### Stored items
┄┄┄┄┄┄┄┄┄┄

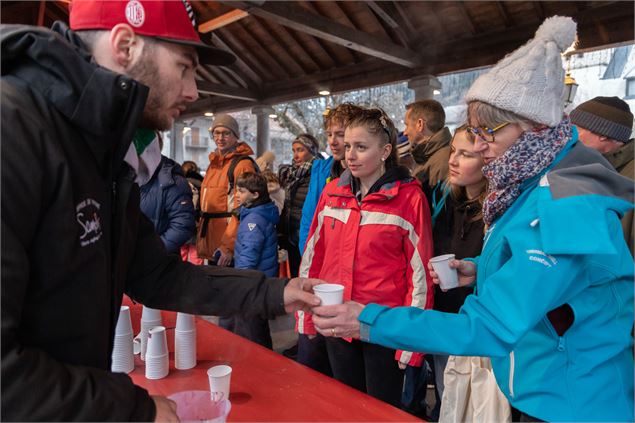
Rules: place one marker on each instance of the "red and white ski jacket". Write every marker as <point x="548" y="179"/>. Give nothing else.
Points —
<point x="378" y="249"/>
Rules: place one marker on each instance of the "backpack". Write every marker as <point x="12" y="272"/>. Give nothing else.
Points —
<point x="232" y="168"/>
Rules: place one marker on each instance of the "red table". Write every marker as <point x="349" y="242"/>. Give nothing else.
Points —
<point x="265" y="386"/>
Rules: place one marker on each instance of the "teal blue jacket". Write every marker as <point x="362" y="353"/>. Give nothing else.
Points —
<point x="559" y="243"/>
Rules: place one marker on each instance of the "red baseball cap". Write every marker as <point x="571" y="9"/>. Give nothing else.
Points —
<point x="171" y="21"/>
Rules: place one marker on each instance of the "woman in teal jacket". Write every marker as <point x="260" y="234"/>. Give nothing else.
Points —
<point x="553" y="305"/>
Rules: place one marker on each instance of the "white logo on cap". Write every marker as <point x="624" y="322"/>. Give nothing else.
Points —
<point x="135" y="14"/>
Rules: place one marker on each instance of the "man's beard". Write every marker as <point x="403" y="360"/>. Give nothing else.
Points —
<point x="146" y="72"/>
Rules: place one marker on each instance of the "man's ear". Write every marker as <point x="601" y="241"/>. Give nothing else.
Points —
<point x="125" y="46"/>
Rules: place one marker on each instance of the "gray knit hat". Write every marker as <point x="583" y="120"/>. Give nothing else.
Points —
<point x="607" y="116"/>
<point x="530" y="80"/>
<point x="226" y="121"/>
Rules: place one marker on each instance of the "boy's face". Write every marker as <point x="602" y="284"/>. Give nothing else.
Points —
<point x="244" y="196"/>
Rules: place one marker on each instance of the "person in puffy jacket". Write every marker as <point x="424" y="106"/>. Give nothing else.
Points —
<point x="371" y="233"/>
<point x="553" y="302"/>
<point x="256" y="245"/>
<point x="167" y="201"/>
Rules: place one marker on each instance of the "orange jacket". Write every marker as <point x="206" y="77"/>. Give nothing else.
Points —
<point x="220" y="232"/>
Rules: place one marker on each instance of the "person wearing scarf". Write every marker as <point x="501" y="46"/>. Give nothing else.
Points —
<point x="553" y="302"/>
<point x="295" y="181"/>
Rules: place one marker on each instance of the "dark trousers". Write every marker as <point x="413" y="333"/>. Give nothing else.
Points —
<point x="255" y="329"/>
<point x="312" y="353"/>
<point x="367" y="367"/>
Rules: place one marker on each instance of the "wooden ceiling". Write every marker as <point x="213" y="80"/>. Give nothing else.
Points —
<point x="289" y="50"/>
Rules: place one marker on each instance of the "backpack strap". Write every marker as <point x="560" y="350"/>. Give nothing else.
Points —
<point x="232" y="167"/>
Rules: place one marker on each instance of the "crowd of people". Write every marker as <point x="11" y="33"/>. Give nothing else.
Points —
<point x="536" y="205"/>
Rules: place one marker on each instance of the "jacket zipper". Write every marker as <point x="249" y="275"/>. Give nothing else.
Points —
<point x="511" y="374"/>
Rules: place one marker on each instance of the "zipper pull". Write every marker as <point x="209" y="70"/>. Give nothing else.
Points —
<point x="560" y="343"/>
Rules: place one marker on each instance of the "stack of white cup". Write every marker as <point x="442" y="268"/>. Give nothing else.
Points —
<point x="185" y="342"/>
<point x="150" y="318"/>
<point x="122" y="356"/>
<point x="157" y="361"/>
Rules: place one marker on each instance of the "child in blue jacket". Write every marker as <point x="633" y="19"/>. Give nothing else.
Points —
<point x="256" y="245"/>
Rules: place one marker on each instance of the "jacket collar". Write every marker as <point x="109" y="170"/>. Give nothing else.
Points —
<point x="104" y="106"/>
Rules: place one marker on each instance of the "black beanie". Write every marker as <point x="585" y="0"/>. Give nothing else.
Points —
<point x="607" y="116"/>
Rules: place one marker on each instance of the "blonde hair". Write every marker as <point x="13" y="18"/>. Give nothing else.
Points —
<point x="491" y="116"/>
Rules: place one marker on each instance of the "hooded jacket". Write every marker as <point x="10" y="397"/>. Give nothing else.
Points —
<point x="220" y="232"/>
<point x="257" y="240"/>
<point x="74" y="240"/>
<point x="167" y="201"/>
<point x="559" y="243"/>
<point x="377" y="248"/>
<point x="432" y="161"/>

┄┄┄┄┄┄┄┄┄┄

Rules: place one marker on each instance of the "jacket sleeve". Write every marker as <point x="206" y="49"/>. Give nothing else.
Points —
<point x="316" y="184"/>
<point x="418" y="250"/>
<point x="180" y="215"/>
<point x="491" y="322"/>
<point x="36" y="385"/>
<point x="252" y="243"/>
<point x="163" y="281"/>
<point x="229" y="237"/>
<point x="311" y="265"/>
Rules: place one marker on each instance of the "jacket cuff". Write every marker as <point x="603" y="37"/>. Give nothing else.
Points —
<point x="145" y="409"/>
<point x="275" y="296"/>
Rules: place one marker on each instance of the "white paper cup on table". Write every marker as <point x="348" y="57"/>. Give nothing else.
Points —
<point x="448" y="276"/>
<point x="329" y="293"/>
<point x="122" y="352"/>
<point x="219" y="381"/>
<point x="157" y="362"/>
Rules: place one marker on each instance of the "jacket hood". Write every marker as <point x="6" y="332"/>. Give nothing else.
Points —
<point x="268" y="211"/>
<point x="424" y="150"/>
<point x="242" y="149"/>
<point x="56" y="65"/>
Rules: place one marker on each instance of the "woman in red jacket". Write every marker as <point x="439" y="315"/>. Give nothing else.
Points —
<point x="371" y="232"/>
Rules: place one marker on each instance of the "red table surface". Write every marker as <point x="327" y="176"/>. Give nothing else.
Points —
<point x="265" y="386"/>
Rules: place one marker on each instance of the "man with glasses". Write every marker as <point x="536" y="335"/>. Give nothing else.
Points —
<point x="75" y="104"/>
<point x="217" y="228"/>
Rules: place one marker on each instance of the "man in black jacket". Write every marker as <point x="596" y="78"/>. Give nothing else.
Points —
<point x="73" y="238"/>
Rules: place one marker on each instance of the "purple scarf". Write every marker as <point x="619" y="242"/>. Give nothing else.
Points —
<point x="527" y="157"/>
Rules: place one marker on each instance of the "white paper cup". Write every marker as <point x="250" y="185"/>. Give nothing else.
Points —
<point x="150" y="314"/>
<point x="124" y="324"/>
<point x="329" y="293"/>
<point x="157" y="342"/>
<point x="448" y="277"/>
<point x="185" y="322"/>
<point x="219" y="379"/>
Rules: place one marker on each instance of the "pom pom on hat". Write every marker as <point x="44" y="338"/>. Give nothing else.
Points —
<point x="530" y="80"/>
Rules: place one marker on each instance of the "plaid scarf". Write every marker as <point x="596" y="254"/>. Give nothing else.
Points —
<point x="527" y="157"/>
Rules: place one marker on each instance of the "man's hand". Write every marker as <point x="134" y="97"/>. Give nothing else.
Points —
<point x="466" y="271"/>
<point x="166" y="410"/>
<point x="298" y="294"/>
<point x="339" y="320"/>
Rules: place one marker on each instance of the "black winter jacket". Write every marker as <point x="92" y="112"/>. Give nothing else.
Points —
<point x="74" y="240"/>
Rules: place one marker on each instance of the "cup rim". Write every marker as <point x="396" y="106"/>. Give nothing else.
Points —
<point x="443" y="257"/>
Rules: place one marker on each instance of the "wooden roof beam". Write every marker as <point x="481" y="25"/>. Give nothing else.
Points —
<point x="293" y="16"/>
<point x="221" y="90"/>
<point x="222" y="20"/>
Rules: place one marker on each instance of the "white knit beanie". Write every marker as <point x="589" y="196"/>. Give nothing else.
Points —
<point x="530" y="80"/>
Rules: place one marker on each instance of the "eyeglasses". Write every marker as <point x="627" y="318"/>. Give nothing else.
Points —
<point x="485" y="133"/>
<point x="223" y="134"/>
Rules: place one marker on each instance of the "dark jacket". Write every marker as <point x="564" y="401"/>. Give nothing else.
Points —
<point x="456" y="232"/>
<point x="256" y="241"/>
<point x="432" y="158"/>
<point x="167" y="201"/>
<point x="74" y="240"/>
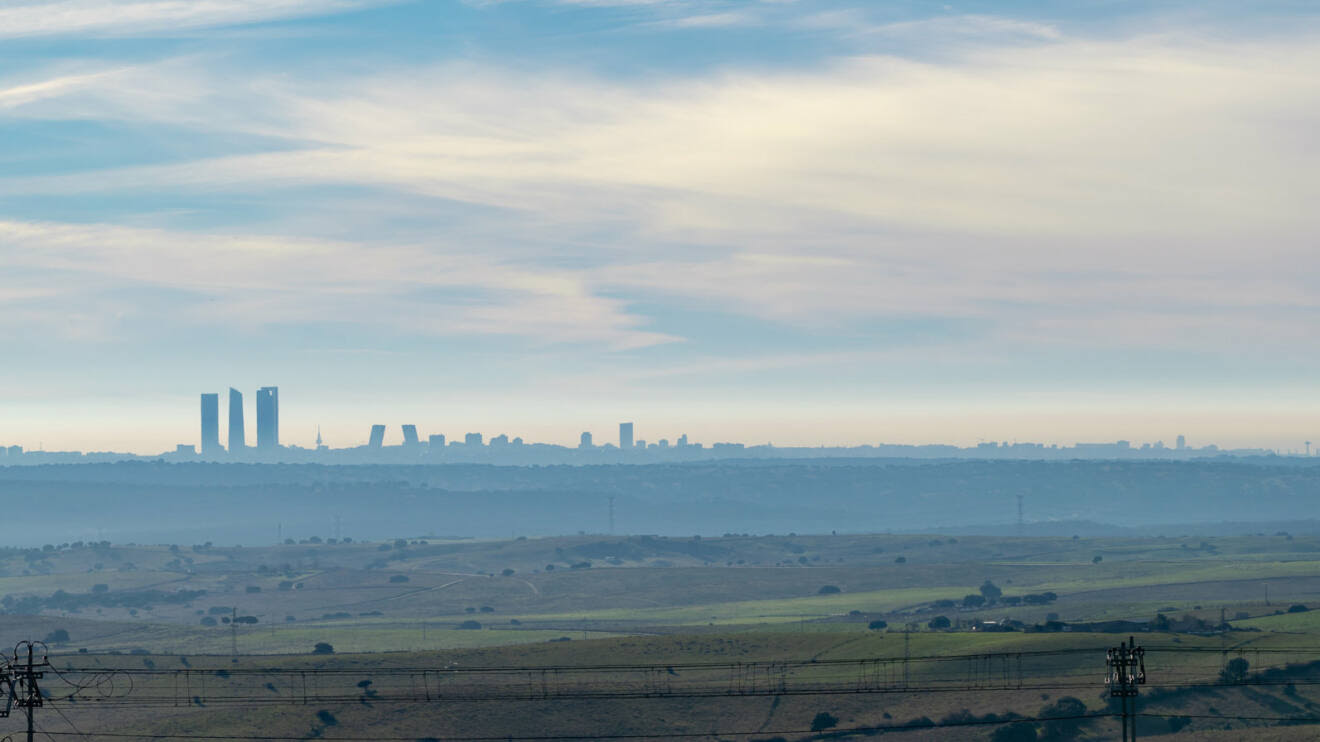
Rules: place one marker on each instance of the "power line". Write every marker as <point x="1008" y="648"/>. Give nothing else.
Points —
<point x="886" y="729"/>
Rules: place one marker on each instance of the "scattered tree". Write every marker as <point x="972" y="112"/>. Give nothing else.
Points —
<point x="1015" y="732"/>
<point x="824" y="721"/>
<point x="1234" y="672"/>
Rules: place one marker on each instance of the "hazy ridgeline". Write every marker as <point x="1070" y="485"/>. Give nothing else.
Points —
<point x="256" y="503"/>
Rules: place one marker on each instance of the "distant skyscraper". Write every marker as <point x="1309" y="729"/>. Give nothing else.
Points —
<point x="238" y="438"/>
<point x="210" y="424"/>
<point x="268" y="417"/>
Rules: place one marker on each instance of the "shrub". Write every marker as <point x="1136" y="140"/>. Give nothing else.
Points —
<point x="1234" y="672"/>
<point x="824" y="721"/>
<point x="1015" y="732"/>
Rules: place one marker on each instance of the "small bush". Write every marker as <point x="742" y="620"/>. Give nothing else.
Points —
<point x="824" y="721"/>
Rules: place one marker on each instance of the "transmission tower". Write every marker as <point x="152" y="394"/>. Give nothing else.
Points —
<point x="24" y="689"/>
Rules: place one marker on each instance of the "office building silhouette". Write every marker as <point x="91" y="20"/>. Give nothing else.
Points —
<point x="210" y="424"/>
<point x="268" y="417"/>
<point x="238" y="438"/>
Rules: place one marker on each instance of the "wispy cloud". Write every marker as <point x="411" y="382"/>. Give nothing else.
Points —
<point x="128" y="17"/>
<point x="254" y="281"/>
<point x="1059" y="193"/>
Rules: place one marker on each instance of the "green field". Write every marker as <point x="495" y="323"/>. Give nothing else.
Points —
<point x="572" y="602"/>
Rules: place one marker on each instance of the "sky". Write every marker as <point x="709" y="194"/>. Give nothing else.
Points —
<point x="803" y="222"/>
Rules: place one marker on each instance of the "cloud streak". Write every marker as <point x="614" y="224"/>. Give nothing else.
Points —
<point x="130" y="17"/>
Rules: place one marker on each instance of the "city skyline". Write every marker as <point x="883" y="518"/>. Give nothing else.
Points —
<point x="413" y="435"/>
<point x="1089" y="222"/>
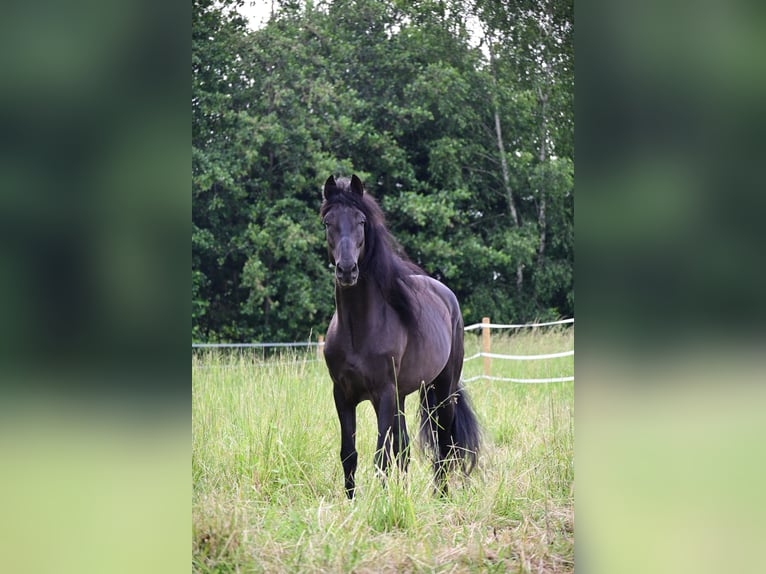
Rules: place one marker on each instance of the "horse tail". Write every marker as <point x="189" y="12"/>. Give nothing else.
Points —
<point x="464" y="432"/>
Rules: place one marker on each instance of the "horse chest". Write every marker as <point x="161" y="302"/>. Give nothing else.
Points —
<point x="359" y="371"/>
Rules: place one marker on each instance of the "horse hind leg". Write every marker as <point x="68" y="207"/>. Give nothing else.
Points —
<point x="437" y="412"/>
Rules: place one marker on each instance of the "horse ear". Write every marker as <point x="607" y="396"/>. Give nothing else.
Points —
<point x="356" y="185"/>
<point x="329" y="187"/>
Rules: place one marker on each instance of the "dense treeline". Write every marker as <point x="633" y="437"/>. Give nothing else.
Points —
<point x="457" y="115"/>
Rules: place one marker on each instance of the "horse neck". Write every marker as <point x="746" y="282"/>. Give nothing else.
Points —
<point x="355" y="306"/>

┄┄┄┄┄┄┄┄┄┄

### SET TASK
Locate every row above that contains the string "white" and copy each of those rows in full.

### ANSWER FOR THE TASK
Rules: place one marker on each instance of the "red and white ski jacket". Write every marker as <point x="548" y="179"/>. Give nothing else.
Rules: place one marker on each instance of the "white logo on cap". Write every marker as <point x="624" y="322"/>. Give nothing else.
Rules: place one marker on each instance of the "stack of white cup". Write every marker as <point x="442" y="268"/>. Give nothing else.
Rules: place one marker on each instance of the "white paper cup on table". Write every marker as <point x="348" y="57"/>. Give nothing else.
Rules: place one marker on each instance of the "white paper cup". Write every marker as <point x="250" y="185"/>. Give nothing else.
Rules: place one marker on each instance of the "white knit beanie". Write every marker as <point x="589" y="196"/>. Give nothing else.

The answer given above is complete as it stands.